* [Requirement 1]: How many lines in the records below contain the word "every", counting case? Reply with the number alone.
---------- Text excerpt ----------
Saturday, January 7, 2012

CD Review: How to Succeed... (2011 Cast)

I know I am WAY behind on my Broadway CD collection - I don't even have the OBCR of The Book of Mormon!  And here I am giving you my two cents worth on a CD AFTER the big departure of its two stars... ah well.  It is still a great production, is as relevant as ever, and all of the supporting cast is still with it (for the time being).  So, without further delay...


Title: How to Succeed in Business Without Really Trying
Artist: 2011 Broadway Cast Recording
Label: Decca Records
Number: B0015645-02
Format: Single CD
Case: Single Jewel Case
Booklet: Full color production photos; complete synopsis (5 pages!); essays by Craig Zadan, Neil Meron and David Chase
Bonus: Extra track of  "The Pirate Dance" (Extended Version)

Daniel Radcliffe and Tony Award-winner John Larroquette

The Top 5 Reasons You Need This CD:

1.  Completeness:  The has to be the most complete representation of the score.  Songs aside, there are extensive dance sections in the bigger numbers, a great deal of background music and short scenes that include as little as one line of a sung reprise.  Heck, not only is the finale there, but so is the bows music and the exit music!  And the Bonus Track is the most complete version of "The Pirate Dance."

2.  Restoration of the Original Score:  I'm not talking about the orchestrations (yet).  I'm talking about bringing "The Pirate Dance" and "Cinderella, Darling" to the show.  And they are terrific versions, at that.  "Cinderella, Darling" even includes the fun old-school style recording of the secretaries tap dancing!
---------- Supplied data ----------
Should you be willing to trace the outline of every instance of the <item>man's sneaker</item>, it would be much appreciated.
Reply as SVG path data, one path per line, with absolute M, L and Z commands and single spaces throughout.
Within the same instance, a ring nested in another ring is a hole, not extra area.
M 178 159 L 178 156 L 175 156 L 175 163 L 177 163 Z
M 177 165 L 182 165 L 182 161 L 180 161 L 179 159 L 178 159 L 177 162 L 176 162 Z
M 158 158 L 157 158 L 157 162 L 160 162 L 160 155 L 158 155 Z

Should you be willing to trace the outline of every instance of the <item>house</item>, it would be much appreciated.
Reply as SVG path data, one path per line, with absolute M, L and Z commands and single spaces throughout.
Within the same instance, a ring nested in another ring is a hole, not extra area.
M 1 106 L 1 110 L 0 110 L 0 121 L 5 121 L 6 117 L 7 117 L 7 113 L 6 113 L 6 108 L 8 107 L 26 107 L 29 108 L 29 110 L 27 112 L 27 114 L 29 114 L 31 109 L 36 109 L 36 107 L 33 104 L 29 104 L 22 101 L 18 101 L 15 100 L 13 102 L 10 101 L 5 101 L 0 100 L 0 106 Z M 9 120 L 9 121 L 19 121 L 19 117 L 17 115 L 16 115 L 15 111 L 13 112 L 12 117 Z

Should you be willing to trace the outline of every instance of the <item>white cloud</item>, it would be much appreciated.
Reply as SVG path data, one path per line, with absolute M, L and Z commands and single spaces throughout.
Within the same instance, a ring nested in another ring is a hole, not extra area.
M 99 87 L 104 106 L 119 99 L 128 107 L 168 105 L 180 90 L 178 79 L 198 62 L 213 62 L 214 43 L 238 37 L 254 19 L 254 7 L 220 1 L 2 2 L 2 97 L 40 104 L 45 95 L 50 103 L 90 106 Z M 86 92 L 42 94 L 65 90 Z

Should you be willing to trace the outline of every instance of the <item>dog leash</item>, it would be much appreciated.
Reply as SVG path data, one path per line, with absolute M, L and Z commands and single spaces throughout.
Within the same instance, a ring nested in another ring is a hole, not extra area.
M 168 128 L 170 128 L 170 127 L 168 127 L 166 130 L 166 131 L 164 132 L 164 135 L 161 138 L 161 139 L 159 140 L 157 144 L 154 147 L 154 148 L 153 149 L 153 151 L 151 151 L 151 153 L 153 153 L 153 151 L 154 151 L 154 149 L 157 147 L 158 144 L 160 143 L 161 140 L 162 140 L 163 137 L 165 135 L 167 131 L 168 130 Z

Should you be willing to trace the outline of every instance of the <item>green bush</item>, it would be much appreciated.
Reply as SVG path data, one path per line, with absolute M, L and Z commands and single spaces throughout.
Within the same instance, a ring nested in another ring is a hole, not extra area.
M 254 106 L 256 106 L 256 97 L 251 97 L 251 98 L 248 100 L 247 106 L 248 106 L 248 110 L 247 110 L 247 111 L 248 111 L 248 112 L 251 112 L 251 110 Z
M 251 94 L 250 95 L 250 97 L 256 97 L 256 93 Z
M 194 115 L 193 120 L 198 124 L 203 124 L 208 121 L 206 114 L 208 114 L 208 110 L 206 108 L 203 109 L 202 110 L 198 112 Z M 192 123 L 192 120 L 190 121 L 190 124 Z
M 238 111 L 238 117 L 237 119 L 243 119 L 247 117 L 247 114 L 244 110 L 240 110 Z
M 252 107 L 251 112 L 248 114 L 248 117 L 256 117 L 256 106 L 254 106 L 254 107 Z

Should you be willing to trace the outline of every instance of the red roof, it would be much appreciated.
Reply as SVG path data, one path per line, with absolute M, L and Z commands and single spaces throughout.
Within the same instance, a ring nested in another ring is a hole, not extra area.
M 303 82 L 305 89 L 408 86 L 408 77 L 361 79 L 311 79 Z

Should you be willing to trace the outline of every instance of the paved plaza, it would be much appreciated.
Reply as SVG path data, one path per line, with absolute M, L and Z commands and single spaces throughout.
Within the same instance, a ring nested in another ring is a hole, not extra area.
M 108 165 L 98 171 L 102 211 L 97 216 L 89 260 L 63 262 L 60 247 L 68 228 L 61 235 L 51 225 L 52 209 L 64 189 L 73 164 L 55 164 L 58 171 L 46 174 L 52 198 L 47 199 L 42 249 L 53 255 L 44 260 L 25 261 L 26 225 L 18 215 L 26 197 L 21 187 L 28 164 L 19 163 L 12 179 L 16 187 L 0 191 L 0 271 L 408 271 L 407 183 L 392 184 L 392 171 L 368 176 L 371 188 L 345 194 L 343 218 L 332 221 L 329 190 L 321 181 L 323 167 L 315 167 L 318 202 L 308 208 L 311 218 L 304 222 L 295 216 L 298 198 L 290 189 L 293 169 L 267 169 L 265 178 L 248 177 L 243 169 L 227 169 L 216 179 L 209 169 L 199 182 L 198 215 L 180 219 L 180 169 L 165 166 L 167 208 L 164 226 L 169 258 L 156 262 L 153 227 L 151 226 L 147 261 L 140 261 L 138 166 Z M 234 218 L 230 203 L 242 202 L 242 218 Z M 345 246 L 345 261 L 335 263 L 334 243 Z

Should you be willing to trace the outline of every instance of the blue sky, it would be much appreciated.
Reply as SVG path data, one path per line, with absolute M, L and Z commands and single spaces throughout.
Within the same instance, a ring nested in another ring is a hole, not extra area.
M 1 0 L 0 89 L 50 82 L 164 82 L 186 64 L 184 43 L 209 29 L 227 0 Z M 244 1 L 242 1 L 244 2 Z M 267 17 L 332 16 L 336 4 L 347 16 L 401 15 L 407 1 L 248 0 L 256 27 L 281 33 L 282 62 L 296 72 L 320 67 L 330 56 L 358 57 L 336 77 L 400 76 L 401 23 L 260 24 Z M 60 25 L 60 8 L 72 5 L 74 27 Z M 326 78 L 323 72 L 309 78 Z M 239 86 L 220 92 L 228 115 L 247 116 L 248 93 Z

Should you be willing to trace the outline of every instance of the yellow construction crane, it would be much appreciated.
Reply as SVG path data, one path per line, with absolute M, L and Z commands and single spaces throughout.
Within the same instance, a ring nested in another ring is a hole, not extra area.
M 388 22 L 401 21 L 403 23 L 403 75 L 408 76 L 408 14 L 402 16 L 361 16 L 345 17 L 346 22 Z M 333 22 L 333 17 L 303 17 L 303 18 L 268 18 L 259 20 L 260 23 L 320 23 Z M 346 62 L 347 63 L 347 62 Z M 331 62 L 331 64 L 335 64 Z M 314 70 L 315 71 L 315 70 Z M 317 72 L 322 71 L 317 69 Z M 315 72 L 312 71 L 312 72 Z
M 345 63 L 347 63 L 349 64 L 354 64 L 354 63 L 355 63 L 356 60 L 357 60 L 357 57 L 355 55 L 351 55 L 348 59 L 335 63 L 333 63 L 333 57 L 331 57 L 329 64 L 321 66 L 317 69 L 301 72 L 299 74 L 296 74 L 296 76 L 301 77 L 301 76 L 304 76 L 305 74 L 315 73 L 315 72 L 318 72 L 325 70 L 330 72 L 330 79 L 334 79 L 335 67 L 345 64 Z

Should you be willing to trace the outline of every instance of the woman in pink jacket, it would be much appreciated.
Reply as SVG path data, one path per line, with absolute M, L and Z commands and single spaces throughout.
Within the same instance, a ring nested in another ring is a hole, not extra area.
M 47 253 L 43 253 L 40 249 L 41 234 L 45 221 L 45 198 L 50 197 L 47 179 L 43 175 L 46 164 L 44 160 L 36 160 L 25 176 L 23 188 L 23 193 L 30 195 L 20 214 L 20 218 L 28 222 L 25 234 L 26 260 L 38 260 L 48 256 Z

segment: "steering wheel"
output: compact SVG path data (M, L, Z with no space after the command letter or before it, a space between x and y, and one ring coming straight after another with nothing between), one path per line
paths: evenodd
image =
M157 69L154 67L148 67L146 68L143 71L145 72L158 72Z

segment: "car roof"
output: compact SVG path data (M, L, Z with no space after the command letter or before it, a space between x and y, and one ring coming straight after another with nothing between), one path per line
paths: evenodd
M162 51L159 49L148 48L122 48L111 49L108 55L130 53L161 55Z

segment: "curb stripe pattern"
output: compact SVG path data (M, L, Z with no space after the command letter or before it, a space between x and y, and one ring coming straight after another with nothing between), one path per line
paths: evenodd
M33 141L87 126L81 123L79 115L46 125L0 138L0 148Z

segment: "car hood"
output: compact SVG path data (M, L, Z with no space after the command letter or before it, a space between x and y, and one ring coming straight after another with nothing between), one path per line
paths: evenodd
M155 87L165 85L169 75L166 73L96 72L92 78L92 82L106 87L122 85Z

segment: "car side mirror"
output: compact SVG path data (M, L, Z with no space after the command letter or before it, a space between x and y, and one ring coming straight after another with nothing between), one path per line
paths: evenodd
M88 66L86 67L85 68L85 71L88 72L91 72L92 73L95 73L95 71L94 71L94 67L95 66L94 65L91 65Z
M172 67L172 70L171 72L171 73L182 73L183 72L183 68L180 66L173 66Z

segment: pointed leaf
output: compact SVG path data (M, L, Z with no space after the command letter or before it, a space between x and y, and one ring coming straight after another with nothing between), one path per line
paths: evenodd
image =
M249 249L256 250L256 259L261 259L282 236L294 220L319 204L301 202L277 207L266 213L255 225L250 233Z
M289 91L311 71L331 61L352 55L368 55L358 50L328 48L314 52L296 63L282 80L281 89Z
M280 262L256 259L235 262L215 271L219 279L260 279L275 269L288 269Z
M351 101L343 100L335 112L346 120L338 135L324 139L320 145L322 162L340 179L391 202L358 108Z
----------
* [Requirement 2]: Which label released the 2011 cast recording in the CD review above?

* [Exercise response 1]: 10

* [Exercise response 2]: Decca Records